# État des lieux



## Jarlo

Hola a todos

j'aimerais traduire "Etat des lieux". C'est assez difficile de trouver l'équivalent sachant que ça ne se fait pas en Espagne.

Je ne pense pas que ça se traduise littéralement par "Estado de los lugares"...

Merci d'avance.


----------



## yserien

Voyons, en Espagne comme partout ailleurs lorsque vous quittez un appartement loué, on fait une inspection des lieux pour verifier leur état. Ne pas le faire....vous risquez trouver une surprise.En France en majuscules, Etat des Lieux,parce que au préalable un document inventerié a été rédigé.


----------



## Jarlo

yserien said:


> Voyons, en Espagne comme partout ailleurs lorsque vous quittez un appartement loué, on fait une inspection des lieux pour verifier leur état. Ne pas le faire....vous risquez trouver une surprise.En France en majuscules, Etat des Lieux,parce que au préalable un document inventerié a été rédigé.


 
Et pourtant, des surprises, il y en a beaucoup...Si tu es Espagnol, tu devrais savoir que ce n'est pas obligatoire en Espagne.

Donc, as-tu une idée de la traduction de cette expression ?

Merci.


----------



## mickaël

Hola

Dans mon dictionnaire Robert&Collins, ils donnent *estado del inmueble*. Mais je ne sais pas ce que ça vaut, attends d'autres avis.

Saludos


----------



## ena 63

Hola:
Yo tampoco conozco el término exacto, pero se pueden intentar opciones que todo el mundo entienda, no sé;
"verificación del estado de la propiedad", 
"inventario y revisión del estado de la vivienda", 
"evaluación de daños causados por el inquilino", si es al irse,

No se me ocurre nada mejor por ahora, lo siento.

Saludos


----------



## yserien

Jarlo said:


> Et pourtant, des surprises, il y en a beaucoup...Si tu es Espagnol, tu devrais savoir que ce n'est pas obligatoire en Espagne.
> 
> Donc, as-tu une idée de la traduction de cette expression ?
> 
> Merci.


Il n'èxiste pas une phrase consacrée. Mais inspection de l'état des lieux,inventaire, dommages etc, je peux t'assurer c'est obligatoire, voyons,quand même il faut surveiller ses proprietés.


----------



## Gévy

Hola,

El diccionario jurídico (de Ferreras y Zonana) :

Etat des lieux: 
- Acta acreditativa de la vivienda (document)
- Estado de la vivienda (degré d'usure)
- Inventario de la vivienda (inventaire)

Un beso,

Gévy


----------



## totor

Tendrías que poner un poco de contexto, Jarlo.

Pero a veces se puede traducir por *estado de situación*.


----------



## Jarlo

totor said:


> Tendrías que poner un poco de contexto, Jarlo.

######

**CONSIGNE:**
Répondez à ces questions sur la discussion consacrée à « État des lieux » :
1. Quel dictionnaire mickaël consulte-t-il, et quelle traduction y trouve-t-il ?
2. Dans le dictionnaire juridique cité par Gévy, quelle traduction correspond au degré d'usure ?
3. Qu'est-ce que totor demande à Jarlo d'ajouter ?
Appuyez-vous uniquement sur la discussion.

######

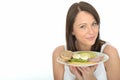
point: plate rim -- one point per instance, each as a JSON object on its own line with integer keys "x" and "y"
{"x": 106, "y": 57}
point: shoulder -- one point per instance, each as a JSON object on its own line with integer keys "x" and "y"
{"x": 113, "y": 63}
{"x": 111, "y": 51}
{"x": 58, "y": 50}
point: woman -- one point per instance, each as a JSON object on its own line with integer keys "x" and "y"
{"x": 82, "y": 34}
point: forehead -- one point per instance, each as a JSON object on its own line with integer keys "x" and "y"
{"x": 84, "y": 17}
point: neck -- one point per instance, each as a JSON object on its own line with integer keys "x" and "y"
{"x": 82, "y": 47}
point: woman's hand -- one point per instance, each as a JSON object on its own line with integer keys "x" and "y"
{"x": 84, "y": 73}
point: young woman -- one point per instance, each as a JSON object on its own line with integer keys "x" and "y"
{"x": 82, "y": 34}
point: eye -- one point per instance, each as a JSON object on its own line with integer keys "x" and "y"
{"x": 83, "y": 26}
{"x": 94, "y": 24}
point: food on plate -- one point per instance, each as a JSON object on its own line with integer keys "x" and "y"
{"x": 82, "y": 56}
{"x": 66, "y": 55}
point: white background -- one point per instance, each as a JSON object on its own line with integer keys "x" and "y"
{"x": 31, "y": 29}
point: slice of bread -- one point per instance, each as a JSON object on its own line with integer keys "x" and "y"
{"x": 66, "y": 55}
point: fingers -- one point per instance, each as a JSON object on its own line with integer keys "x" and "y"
{"x": 98, "y": 59}
{"x": 87, "y": 69}
{"x": 77, "y": 73}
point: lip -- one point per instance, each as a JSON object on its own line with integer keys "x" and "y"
{"x": 90, "y": 38}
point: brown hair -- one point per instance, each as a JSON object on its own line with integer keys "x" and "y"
{"x": 71, "y": 15}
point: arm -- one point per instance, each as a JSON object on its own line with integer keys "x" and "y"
{"x": 113, "y": 64}
{"x": 58, "y": 69}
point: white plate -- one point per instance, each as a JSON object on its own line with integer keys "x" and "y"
{"x": 106, "y": 57}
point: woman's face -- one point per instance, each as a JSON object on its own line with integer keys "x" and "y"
{"x": 85, "y": 28}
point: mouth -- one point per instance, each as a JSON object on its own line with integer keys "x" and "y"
{"x": 90, "y": 38}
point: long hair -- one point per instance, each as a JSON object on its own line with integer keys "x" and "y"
{"x": 70, "y": 19}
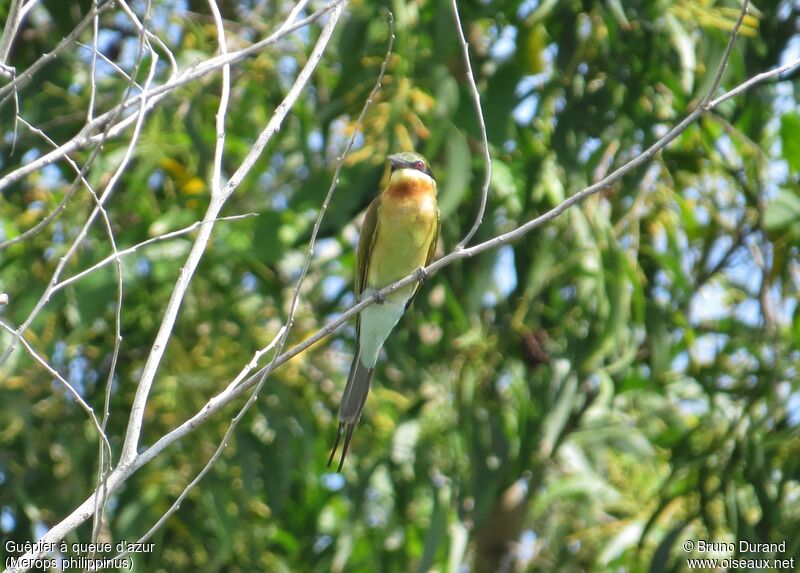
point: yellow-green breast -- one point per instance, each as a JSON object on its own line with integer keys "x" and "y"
{"x": 407, "y": 220}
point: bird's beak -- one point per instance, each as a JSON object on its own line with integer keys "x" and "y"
{"x": 396, "y": 161}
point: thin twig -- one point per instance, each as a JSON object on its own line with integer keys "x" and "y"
{"x": 216, "y": 403}
{"x": 24, "y": 77}
{"x": 64, "y": 382}
{"x": 280, "y": 338}
{"x": 487, "y": 159}
{"x": 119, "y": 254}
{"x": 218, "y": 199}
{"x": 110, "y": 186}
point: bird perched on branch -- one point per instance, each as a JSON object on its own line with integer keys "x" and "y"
{"x": 398, "y": 236}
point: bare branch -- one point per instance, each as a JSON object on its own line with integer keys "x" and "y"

######

**CORRIGÉ:**
1. Le Robert&Collins, qui donne *estado del inmueble*.
2. « Estado de la vivienda ».
3. Un peu de contexte.